> [ACTIVITY]
Starting with the first line of the listing, quote each line exactly until and including the one with "segment --target=red chair", leaving pictures out.
(MATERIAL SUPPLIED)
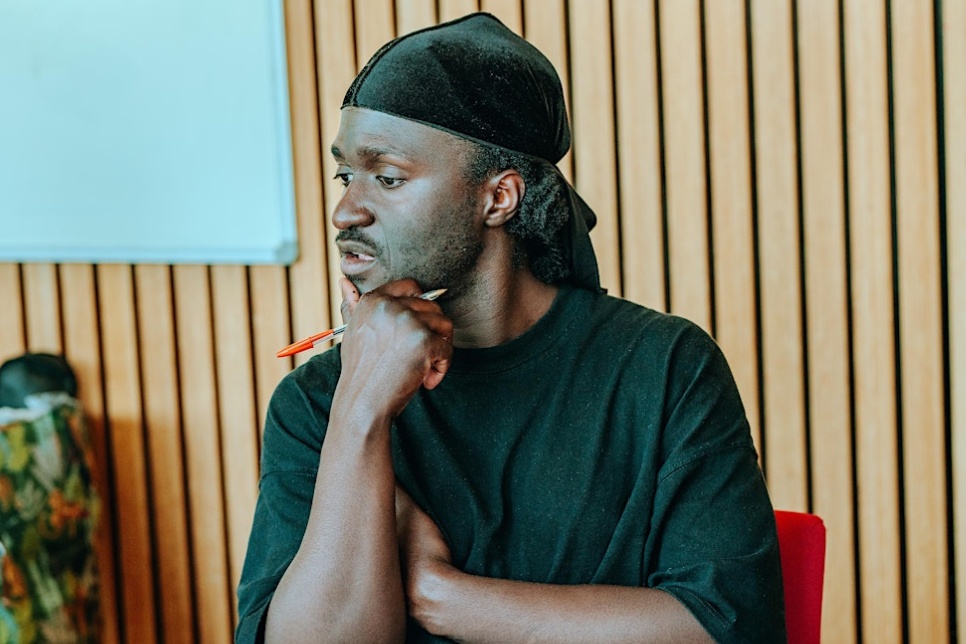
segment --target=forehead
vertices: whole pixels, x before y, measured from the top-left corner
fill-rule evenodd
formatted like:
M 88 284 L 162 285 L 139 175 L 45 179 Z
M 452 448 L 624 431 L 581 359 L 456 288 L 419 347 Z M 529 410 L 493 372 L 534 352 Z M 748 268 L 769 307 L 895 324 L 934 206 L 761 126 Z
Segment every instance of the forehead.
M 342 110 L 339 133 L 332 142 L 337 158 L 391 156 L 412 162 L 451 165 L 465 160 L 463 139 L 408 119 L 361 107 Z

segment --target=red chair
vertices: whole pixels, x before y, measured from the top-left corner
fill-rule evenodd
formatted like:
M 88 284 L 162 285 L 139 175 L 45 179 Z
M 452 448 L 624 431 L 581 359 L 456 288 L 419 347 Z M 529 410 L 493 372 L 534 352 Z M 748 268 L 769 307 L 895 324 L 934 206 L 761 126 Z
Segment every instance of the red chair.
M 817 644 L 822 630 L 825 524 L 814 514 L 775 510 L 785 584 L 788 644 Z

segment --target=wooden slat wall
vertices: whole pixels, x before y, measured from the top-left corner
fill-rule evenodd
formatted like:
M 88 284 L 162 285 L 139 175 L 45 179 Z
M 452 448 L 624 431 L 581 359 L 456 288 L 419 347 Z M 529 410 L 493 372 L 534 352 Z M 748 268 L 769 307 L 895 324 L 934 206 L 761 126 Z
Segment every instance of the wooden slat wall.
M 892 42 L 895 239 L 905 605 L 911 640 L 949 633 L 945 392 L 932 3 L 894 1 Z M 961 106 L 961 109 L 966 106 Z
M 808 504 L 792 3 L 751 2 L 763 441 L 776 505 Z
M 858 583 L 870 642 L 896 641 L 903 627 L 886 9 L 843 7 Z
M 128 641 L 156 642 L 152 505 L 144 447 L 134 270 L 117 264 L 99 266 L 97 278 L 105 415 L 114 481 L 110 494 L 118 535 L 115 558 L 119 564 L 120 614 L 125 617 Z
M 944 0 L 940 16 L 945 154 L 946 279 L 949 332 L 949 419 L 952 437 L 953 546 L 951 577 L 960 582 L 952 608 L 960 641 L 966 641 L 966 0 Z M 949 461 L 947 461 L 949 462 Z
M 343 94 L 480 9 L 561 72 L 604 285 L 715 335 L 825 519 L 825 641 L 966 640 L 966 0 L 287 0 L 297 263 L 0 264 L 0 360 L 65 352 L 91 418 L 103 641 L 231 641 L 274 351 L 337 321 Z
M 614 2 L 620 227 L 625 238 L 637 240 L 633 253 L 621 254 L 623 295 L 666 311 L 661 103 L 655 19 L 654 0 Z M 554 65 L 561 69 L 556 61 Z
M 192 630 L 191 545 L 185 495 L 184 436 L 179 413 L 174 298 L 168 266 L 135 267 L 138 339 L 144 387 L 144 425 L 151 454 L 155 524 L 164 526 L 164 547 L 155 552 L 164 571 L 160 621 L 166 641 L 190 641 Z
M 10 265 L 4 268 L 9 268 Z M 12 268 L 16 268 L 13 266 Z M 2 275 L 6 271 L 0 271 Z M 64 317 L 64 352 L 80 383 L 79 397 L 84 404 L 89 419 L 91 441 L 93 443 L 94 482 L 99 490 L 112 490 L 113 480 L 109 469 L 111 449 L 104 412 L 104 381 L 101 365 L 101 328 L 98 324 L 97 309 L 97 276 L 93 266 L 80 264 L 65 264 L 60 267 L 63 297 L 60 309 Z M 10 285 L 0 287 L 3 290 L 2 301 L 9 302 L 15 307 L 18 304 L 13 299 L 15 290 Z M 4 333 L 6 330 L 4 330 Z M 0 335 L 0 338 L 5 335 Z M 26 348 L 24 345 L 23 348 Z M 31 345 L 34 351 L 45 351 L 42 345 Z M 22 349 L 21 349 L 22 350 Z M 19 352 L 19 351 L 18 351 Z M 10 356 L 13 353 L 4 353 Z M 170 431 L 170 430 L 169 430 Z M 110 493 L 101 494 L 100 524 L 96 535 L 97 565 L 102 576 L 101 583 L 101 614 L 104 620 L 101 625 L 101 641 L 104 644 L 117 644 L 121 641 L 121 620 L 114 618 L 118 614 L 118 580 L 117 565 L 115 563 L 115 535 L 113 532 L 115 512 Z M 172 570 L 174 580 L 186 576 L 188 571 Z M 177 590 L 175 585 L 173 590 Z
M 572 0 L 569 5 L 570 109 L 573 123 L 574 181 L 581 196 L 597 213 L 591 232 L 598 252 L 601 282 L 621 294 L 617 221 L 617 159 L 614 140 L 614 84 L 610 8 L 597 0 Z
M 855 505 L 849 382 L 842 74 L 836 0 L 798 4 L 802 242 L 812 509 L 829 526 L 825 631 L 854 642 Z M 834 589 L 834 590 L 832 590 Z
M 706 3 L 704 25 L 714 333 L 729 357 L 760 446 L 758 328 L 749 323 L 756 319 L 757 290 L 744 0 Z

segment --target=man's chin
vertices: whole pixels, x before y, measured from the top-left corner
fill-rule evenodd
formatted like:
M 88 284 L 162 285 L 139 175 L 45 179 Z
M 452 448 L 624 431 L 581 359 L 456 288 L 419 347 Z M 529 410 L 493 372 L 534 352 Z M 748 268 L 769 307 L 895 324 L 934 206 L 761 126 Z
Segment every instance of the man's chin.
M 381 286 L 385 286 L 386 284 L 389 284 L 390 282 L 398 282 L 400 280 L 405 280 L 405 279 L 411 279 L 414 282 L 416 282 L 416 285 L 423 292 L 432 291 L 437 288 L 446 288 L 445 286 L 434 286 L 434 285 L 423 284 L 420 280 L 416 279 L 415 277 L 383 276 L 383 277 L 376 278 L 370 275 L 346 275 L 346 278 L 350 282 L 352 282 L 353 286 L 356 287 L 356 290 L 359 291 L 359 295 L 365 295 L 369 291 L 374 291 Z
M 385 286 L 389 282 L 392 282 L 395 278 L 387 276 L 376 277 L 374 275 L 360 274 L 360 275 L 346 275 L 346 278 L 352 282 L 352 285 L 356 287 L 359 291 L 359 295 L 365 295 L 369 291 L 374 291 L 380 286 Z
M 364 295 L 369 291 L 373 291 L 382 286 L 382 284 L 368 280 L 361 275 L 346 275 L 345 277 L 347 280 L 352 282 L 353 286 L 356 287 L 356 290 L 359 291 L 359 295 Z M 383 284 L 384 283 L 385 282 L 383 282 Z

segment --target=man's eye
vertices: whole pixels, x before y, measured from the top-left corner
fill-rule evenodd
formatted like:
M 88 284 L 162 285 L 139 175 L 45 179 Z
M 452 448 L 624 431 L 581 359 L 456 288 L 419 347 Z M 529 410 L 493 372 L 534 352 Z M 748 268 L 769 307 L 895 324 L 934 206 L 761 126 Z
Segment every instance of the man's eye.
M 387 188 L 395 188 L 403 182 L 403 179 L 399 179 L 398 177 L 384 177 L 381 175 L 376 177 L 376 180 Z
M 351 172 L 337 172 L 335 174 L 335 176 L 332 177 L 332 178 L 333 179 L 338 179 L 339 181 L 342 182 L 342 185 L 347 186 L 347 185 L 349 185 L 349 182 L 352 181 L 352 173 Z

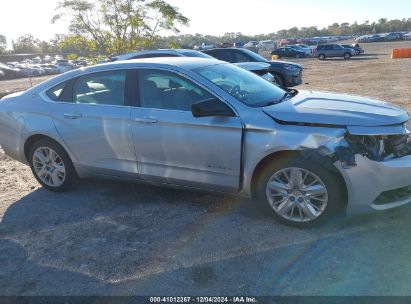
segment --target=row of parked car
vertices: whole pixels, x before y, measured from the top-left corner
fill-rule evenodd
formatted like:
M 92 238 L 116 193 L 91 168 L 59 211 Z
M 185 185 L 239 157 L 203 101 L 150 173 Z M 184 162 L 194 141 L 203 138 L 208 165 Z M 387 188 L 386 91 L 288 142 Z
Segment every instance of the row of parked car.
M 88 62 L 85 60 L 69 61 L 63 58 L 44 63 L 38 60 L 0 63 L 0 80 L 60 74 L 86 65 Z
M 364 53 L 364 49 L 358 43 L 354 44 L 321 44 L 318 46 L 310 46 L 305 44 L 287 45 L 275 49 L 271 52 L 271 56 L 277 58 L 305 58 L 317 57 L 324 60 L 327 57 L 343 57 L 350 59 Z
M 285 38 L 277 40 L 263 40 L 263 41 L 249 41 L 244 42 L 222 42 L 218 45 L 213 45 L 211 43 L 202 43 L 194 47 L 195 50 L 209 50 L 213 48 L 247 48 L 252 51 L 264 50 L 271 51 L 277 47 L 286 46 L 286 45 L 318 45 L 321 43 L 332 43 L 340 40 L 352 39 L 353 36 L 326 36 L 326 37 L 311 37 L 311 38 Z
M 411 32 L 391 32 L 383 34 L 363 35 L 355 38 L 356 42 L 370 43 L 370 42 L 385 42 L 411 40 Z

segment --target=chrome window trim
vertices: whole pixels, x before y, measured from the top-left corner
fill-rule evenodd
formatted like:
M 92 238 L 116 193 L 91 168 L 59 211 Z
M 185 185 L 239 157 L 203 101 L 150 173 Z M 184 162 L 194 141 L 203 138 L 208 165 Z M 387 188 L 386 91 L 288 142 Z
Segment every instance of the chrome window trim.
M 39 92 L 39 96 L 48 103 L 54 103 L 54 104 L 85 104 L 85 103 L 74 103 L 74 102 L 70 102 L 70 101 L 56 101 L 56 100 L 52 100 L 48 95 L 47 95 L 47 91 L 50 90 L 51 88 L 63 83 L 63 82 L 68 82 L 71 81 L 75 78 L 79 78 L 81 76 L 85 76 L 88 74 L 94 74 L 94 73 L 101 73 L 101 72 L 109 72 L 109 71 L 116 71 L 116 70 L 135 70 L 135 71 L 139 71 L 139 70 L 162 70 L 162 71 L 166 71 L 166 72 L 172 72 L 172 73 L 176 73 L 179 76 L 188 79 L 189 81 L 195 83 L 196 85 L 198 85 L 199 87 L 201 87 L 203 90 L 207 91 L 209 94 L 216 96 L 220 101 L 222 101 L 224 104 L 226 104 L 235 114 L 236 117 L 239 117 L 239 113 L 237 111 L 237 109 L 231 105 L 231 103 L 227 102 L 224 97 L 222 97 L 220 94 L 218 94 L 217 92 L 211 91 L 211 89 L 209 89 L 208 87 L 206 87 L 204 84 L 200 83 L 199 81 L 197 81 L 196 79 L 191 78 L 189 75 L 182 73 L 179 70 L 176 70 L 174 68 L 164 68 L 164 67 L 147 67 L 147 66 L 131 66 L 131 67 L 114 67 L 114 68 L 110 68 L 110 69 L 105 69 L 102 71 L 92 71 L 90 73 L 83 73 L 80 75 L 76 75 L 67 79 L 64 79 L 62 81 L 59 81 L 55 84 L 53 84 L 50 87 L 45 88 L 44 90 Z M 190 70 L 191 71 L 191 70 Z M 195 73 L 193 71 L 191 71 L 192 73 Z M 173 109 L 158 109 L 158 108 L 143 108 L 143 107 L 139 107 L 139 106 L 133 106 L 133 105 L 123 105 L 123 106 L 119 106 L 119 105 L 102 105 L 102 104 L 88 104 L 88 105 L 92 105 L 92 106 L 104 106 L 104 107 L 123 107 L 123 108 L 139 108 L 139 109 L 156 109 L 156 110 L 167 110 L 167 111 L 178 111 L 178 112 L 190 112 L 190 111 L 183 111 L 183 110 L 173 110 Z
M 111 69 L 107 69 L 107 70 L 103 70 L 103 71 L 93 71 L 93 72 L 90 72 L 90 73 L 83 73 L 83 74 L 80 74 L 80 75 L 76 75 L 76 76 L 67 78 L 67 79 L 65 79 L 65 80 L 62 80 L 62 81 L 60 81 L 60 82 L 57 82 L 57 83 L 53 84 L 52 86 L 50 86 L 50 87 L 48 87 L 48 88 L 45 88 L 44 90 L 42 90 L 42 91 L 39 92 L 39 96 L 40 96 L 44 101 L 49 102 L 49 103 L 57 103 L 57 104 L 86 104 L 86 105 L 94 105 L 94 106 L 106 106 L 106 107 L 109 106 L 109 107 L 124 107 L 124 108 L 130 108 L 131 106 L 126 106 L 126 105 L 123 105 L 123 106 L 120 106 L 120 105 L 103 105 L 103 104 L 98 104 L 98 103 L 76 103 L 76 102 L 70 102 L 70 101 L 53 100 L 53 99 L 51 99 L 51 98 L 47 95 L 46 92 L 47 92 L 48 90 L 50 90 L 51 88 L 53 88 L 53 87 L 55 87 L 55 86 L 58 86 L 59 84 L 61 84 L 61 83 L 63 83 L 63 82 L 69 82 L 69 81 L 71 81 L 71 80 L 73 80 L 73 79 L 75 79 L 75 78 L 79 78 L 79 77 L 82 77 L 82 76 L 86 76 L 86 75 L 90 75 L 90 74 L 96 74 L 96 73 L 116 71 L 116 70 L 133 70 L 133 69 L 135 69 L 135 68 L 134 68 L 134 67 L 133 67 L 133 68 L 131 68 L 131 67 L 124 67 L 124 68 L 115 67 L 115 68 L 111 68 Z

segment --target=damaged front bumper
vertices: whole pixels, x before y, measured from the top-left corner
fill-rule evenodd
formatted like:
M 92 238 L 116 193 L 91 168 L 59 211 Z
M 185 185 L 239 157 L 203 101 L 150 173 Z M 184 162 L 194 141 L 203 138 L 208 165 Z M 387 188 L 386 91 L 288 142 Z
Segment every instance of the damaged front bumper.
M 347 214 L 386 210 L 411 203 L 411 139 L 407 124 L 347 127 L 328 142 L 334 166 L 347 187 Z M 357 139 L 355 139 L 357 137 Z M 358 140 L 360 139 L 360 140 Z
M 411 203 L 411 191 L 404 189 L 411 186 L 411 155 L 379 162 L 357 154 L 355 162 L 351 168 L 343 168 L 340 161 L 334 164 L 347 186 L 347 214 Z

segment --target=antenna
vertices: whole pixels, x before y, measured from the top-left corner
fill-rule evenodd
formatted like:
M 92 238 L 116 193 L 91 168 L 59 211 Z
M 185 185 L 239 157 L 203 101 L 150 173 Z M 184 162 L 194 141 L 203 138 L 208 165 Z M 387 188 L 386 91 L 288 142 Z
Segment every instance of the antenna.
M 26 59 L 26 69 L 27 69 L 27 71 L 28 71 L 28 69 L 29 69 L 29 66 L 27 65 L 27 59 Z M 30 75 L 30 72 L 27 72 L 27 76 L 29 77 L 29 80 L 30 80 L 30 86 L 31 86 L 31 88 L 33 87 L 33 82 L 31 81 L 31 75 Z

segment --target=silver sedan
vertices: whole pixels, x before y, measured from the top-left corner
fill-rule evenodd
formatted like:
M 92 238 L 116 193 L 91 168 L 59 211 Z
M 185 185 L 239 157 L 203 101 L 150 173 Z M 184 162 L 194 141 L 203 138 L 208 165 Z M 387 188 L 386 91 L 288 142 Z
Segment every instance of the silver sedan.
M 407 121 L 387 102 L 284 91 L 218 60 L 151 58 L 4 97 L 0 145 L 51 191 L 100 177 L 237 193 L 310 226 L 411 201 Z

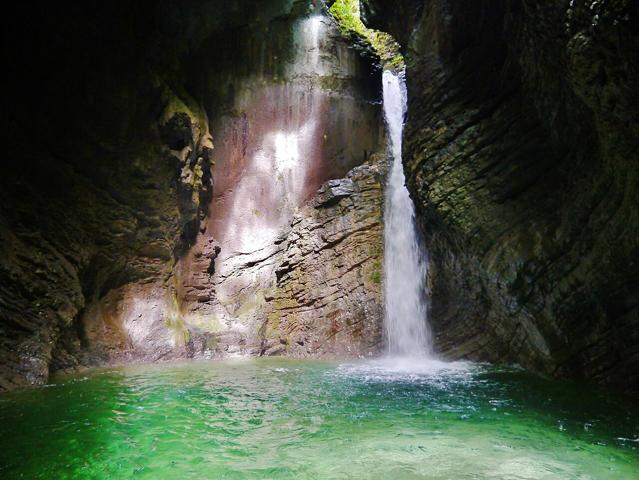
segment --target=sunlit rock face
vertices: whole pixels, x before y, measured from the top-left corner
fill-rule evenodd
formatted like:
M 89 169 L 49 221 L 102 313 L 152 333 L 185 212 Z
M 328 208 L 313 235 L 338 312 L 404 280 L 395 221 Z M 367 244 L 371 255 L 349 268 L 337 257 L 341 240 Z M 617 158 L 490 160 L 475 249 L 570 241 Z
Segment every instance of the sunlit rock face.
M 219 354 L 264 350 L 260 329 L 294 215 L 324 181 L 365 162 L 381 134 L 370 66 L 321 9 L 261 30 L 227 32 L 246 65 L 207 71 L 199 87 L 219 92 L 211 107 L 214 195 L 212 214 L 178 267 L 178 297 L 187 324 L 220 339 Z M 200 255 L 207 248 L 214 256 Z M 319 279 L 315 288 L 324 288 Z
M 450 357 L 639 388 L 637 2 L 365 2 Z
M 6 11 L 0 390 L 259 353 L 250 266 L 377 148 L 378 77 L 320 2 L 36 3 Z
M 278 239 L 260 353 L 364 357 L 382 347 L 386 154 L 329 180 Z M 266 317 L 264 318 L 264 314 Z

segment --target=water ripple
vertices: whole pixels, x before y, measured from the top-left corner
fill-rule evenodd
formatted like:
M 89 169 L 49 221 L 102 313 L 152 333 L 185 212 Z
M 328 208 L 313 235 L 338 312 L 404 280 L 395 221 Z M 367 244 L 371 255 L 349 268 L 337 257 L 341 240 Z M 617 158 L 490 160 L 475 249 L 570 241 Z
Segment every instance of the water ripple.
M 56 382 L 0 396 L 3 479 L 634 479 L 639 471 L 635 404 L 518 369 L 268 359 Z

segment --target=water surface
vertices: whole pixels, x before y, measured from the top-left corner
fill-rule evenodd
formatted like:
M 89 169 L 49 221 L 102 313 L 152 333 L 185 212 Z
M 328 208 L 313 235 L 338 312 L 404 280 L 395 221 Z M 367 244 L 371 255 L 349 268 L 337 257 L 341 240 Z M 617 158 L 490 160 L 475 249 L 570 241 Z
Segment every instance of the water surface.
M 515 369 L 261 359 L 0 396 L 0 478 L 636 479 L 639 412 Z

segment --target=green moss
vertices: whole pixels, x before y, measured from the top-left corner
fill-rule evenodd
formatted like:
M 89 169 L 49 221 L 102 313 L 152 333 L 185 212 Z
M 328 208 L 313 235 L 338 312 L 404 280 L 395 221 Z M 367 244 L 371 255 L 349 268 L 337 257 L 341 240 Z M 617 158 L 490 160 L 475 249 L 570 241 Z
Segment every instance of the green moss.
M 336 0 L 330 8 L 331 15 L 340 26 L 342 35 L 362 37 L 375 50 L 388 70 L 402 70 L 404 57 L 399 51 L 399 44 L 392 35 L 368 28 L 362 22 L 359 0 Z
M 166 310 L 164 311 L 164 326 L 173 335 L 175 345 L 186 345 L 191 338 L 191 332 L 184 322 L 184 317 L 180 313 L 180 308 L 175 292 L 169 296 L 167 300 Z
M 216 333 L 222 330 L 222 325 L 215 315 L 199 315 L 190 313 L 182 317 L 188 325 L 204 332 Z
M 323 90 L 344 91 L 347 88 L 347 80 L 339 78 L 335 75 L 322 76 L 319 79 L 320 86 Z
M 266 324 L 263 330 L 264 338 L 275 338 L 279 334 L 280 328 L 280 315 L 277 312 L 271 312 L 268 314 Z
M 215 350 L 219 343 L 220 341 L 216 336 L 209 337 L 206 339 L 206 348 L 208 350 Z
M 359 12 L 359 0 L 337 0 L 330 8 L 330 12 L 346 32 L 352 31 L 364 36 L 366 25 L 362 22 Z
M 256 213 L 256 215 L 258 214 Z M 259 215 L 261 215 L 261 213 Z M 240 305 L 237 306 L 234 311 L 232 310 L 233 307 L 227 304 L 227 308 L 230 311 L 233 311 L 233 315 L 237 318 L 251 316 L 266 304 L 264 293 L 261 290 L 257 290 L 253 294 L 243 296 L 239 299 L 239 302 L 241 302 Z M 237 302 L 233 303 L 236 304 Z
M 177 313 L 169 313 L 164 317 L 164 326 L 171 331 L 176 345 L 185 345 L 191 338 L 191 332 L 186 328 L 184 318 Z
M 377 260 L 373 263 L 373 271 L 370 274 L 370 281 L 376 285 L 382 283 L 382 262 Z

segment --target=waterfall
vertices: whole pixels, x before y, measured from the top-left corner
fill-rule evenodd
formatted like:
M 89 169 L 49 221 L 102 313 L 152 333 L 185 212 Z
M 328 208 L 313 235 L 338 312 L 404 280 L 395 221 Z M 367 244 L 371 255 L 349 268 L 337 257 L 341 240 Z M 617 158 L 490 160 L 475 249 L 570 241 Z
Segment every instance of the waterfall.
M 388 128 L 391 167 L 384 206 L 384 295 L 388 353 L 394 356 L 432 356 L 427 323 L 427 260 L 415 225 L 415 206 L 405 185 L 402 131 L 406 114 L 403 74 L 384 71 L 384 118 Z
(End MATERIAL SUPPLIED)
> [TASK OUTPUT]
segment --target=forehead
vertices: whole pixels, x before y, measured from the top-left corner
fill-rule evenodd
formatted like:
M 88 284 L 162 285 L 139 175 L 45 179 Z
M 452 448 L 624 431 L 581 359 L 456 288 L 419 347 Z M 529 410 L 493 372 L 534 352 Z M 748 268 L 769 307 L 895 324 L 934 206 L 761 126 Z
Segment every instance of the forehead.
M 342 110 L 339 133 L 332 142 L 337 158 L 391 156 L 412 162 L 451 165 L 465 160 L 463 139 L 408 119 L 361 107 Z

segment --target=red chair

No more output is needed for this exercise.